Document text –
:::

I like this story about Joseph of Arimathea. It is comforting. Christmas is more complicated than the simple cheer of the greeting cards. The Joseph who goes to claim the body of the Lord from Pilate is a man full of grief and guilt over lost opportunities. Many of us, I think, come to Christmas this way, with some guilt about what we have let pass us by and some guilt about what is gone and cannot be gotten back. We have guilt about the time we should have spent with spouse or children, with parents or siblings or friends. Now we are separated by distance or death, and we miss our missed chances. Or perhaps it is some part of ourselves that we miss, something that was so alive once upon a Christmas time and which has become lost and inaccessible. We are looking for something inside and we cannot find it. Even for children there is sometimes sadness and weariness mixed in with the genuine joy and celebration of Christmas. The heart, after all, can carry more than one tune at a time and they are not necessarily in the same mood.

:::

Extracted records:
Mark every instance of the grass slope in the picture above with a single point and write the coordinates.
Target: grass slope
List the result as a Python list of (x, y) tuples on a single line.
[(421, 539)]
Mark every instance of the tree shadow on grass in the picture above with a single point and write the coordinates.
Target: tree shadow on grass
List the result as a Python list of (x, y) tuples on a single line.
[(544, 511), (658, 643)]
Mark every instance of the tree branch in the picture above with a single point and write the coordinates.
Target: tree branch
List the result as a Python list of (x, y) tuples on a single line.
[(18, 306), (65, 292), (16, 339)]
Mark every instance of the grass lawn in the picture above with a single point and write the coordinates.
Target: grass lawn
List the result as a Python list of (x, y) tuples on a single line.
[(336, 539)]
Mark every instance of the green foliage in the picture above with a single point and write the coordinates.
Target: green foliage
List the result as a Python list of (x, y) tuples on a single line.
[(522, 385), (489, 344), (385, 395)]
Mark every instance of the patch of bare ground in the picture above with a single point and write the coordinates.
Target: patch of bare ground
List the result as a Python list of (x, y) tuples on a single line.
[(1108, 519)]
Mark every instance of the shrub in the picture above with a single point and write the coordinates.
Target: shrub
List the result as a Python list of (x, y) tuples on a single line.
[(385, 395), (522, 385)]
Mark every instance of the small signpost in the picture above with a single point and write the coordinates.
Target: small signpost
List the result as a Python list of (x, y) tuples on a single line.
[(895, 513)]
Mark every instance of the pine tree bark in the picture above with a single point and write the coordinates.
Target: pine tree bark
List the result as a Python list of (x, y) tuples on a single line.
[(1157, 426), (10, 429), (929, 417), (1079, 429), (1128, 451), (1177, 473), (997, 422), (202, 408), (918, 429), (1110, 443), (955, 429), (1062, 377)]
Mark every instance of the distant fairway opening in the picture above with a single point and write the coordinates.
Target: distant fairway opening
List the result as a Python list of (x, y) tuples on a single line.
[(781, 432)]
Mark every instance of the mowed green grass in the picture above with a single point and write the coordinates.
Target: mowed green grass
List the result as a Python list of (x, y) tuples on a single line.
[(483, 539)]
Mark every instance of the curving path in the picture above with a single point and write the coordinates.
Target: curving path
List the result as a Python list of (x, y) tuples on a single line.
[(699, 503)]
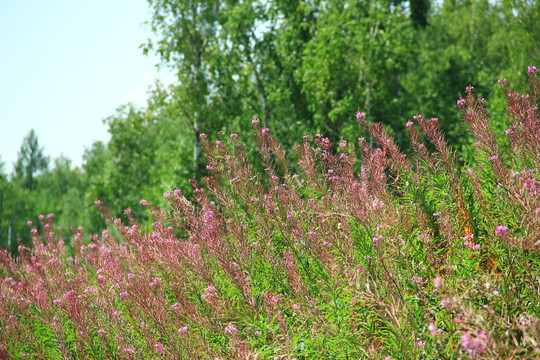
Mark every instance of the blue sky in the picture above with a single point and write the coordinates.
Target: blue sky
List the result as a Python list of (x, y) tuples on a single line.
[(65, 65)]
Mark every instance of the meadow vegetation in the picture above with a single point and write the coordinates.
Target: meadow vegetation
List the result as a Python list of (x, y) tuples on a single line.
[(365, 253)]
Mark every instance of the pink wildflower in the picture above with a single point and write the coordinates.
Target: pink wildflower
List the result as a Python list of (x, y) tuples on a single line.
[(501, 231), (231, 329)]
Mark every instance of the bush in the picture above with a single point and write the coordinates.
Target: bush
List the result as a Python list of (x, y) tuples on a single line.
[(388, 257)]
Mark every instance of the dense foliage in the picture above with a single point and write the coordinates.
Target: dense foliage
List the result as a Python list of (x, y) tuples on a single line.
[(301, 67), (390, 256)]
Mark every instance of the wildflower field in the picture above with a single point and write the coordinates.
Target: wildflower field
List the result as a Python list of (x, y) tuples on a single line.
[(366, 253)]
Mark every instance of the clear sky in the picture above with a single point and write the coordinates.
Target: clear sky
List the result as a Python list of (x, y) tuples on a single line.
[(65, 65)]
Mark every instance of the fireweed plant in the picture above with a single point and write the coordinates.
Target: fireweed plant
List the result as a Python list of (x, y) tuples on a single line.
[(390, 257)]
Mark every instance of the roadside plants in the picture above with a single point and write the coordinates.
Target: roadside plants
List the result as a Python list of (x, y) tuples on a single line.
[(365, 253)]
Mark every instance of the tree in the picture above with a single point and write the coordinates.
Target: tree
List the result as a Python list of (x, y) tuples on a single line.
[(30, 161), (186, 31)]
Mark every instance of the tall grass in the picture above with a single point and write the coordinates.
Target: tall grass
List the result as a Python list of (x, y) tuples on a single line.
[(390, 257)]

:::

Problems –
1. Answer these questions using the Christmas passage.
(a) From whom does Joseph go to claim the body of the Lord?
(b) What is Christmas said to be more complicated than?
(c) How many tunes can the heart carry at a time?
2. Pick up the Christmas passage after its final sentence and keep writing.
These items have no connection to the Christmas passage.

Solved problems –
1.
(a) Pilate
(b) The simple cheer of the greeting cards
(c) More than one

2.
I, at any rate, identify with Joseph of Arimathea and perhaps at least some of you here tonight do as well. But the story goes on. This man, wearied by the secret weight of his guilt and grief, this man who both cares and is care worn, becomes a witness to the new life whose birthday is tonight. Into the hands of such a one as this (and the Saints in their beginnings are never particularly admirable or heroic—they get changed—that’s the whole point), into the hands of such a one as this, God places the precious blood of His love poured out for the life of the world. This person, who has been wearied with grief and guilt, becomes weary spreading the good news of God’s life-giving love which has been born into our midst this night. From the hands of such a one as this new life flowers forth, life which cannot for long be cut back, but which blossoms again and again.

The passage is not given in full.